[Bounding box annotations for photos]
____

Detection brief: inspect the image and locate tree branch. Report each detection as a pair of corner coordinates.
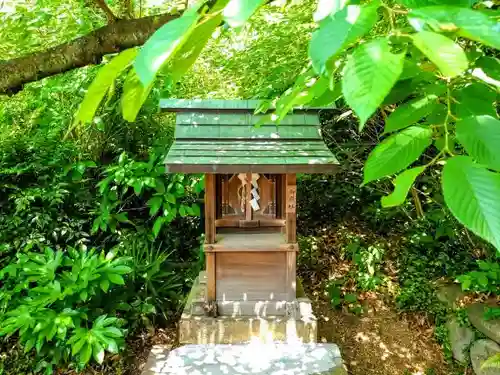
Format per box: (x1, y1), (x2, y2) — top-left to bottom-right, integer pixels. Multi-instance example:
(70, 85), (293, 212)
(0, 14), (180, 94)
(94, 0), (118, 23)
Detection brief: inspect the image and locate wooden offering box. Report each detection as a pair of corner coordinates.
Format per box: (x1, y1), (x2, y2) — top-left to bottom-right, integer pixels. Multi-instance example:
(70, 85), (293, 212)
(161, 100), (338, 316)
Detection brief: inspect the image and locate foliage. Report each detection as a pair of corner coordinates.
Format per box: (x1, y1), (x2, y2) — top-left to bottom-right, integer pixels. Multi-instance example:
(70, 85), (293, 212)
(0, 248), (132, 374)
(346, 241), (384, 291)
(81, 0), (500, 256)
(92, 153), (203, 237)
(434, 324), (453, 363)
(458, 260), (500, 294)
(481, 354), (500, 369)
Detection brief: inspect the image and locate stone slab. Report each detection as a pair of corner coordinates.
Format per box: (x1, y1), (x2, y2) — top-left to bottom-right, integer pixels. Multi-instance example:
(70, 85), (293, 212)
(436, 284), (467, 309)
(142, 343), (347, 375)
(470, 340), (500, 375)
(467, 303), (500, 343)
(446, 319), (475, 363)
(179, 314), (317, 344)
(179, 272), (317, 344)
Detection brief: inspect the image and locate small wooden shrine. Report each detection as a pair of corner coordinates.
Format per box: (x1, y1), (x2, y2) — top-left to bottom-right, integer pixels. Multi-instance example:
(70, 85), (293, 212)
(161, 100), (338, 316)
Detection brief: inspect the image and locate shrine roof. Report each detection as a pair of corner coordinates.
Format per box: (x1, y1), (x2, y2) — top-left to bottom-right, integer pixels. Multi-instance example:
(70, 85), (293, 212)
(160, 99), (338, 173)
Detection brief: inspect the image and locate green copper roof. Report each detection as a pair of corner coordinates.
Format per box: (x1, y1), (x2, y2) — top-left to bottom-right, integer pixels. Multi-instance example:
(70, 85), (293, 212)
(161, 100), (338, 173)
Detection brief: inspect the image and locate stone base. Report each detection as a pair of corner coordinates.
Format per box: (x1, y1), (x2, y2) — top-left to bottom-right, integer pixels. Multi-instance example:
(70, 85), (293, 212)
(179, 272), (317, 344)
(142, 343), (347, 375)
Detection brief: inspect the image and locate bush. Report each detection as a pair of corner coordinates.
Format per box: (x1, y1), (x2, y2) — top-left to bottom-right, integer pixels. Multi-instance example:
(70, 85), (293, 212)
(0, 248), (132, 373)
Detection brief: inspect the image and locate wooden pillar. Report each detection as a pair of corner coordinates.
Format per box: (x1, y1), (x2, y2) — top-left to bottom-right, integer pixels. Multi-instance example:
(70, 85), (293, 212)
(282, 174), (297, 300)
(245, 172), (252, 221)
(205, 173), (216, 303)
(284, 173), (297, 243)
(205, 173), (216, 244)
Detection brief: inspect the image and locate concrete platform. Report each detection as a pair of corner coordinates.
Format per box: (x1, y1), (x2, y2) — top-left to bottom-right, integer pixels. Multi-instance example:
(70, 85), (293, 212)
(142, 343), (347, 375)
(179, 272), (317, 344)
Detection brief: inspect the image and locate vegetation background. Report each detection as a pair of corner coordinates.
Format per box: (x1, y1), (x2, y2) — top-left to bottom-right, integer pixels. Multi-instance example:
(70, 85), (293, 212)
(0, 0), (500, 375)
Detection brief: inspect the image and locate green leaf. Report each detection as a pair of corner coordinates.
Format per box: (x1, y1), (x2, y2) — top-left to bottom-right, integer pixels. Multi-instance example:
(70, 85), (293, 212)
(71, 336), (86, 355)
(132, 180), (144, 196)
(104, 327), (123, 337)
(168, 13), (222, 86)
(146, 196), (163, 216)
(363, 126), (432, 184)
(155, 178), (165, 194)
(120, 67), (153, 122)
(108, 273), (125, 285)
(313, 0), (349, 22)
(344, 293), (358, 303)
(165, 193), (176, 204)
(384, 95), (438, 133)
(134, 2), (202, 87)
(382, 167), (425, 207)
(473, 56), (500, 87)
(442, 156), (500, 249)
(408, 6), (500, 49)
(452, 83), (497, 118)
(309, 1), (380, 74)
(481, 353), (500, 369)
(342, 39), (404, 130)
(412, 31), (469, 77)
(153, 216), (166, 237)
(397, 0), (478, 8)
(80, 342), (92, 364)
(80, 290), (89, 301)
(75, 48), (138, 124)
(223, 0), (265, 27)
(99, 280), (109, 293)
(274, 69), (334, 124)
(456, 116), (500, 171)
(92, 342), (104, 364)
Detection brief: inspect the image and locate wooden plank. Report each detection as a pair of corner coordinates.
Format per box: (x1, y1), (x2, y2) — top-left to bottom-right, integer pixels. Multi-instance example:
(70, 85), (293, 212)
(172, 139), (328, 151)
(215, 252), (288, 302)
(168, 147), (332, 160)
(217, 300), (293, 318)
(276, 174), (285, 220)
(205, 173), (216, 244)
(166, 155), (337, 166)
(205, 253), (217, 302)
(215, 174), (223, 220)
(175, 124), (322, 140)
(203, 243), (299, 253)
(166, 160), (338, 174)
(286, 251), (297, 299)
(215, 217), (285, 228)
(285, 173), (297, 243)
(245, 172), (253, 221)
(160, 98), (335, 113)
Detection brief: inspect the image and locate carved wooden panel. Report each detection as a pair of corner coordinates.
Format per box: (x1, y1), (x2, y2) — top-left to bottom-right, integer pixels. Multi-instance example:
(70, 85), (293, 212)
(286, 185), (297, 214)
(215, 252), (293, 301)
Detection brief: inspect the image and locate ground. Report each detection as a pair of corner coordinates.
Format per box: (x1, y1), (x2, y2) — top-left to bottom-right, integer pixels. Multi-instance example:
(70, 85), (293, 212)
(313, 299), (450, 375)
(128, 294), (452, 375)
(124, 250), (453, 375)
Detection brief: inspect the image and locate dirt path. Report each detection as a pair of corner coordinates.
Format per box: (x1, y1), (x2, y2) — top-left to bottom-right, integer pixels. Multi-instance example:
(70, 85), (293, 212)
(313, 300), (450, 375)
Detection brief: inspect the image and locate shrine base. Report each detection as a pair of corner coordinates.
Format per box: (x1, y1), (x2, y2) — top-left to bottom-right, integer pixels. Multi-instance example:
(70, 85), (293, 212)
(179, 272), (317, 344)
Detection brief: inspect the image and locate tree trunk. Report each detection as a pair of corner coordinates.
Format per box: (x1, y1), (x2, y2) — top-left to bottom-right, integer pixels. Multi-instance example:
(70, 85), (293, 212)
(0, 14), (180, 94)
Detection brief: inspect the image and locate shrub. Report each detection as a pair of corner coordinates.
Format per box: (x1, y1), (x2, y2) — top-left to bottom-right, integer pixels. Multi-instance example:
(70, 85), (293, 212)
(0, 248), (132, 373)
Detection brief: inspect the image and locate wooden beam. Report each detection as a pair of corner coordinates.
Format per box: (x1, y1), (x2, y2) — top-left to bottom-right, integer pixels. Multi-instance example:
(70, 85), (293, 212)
(205, 173), (216, 244)
(245, 172), (252, 221)
(165, 163), (339, 174)
(205, 252), (217, 304)
(286, 251), (298, 301)
(285, 173), (297, 243)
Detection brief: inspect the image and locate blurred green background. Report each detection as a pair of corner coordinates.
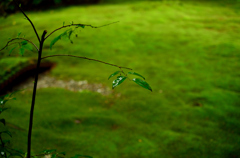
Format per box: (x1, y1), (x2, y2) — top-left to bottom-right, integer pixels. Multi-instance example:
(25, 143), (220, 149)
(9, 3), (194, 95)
(0, 0), (240, 158)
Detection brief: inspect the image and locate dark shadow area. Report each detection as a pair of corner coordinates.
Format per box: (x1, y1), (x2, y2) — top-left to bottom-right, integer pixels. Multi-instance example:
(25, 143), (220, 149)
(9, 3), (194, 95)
(0, 62), (55, 96)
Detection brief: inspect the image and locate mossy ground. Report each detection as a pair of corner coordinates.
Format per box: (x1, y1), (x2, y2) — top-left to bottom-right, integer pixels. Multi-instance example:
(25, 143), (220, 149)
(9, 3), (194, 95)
(0, 1), (240, 158)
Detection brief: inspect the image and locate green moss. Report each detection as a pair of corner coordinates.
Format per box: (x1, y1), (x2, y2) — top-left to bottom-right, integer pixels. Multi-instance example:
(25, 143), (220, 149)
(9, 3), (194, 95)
(0, 1), (240, 158)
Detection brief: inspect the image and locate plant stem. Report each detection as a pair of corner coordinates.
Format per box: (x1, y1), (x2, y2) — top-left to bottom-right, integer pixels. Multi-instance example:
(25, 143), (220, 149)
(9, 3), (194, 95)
(42, 54), (132, 70)
(27, 30), (47, 158)
(14, 1), (40, 42)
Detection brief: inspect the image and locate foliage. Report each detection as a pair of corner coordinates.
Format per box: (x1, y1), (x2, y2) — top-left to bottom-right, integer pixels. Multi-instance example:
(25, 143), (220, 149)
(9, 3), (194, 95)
(0, 92), (24, 158)
(0, 1), (152, 158)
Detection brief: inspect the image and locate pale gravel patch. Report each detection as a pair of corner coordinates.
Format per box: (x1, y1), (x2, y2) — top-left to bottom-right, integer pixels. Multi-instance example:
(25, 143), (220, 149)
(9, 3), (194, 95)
(14, 74), (113, 95)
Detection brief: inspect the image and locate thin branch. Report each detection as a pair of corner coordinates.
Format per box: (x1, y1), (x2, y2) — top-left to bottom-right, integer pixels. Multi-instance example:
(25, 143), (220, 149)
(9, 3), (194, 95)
(14, 0), (40, 42)
(0, 38), (39, 51)
(45, 21), (119, 40)
(41, 54), (132, 70)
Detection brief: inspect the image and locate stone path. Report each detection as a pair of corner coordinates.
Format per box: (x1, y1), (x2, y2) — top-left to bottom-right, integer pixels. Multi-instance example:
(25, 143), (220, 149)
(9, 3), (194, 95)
(14, 73), (113, 95)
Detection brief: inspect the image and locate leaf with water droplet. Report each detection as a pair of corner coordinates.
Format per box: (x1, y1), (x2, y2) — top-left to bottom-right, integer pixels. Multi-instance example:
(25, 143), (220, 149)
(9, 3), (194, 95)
(17, 32), (22, 38)
(21, 41), (33, 51)
(8, 46), (17, 55)
(42, 149), (56, 154)
(112, 76), (127, 89)
(0, 108), (9, 114)
(108, 71), (121, 79)
(58, 152), (66, 156)
(128, 72), (145, 80)
(133, 78), (152, 91)
(0, 119), (6, 125)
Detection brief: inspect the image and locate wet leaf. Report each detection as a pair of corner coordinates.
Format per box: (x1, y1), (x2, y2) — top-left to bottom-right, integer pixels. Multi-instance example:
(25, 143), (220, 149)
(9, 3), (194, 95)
(17, 32), (22, 38)
(42, 149), (56, 154)
(108, 71), (121, 79)
(77, 24), (85, 29)
(128, 72), (145, 80)
(8, 46), (17, 55)
(19, 47), (25, 56)
(0, 108), (9, 114)
(21, 41), (33, 51)
(112, 76), (127, 89)
(13, 149), (25, 155)
(133, 78), (152, 91)
(0, 119), (6, 125)
(58, 152), (66, 156)
(9, 153), (24, 158)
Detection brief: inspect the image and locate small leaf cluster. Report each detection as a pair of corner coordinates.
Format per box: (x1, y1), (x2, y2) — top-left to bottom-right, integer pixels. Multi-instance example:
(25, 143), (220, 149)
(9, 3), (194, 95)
(50, 22), (85, 49)
(0, 92), (24, 158)
(108, 70), (152, 91)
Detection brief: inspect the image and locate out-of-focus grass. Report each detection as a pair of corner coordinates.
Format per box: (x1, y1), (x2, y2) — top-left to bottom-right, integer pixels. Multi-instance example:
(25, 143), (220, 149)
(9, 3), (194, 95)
(0, 1), (240, 158)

____

> Required work
Output the lines of the data above verbatim, from the line containing "Detection brief: inspect the image and locate ground." through the line containing "(124, 250), (453, 375)", inclusive.

> Answer to the exercise
Detection brief: inspect the image and locate ground. Report each detection as a pair of corner coordinates.
Format per box: (x1, y1), (x2, y2) — top-left to bottom-right, integer pixels. Multi-instance example:
(70, 85), (293, 212)
(313, 299), (450, 375)
(128, 294), (452, 375)
(124, 250), (453, 375)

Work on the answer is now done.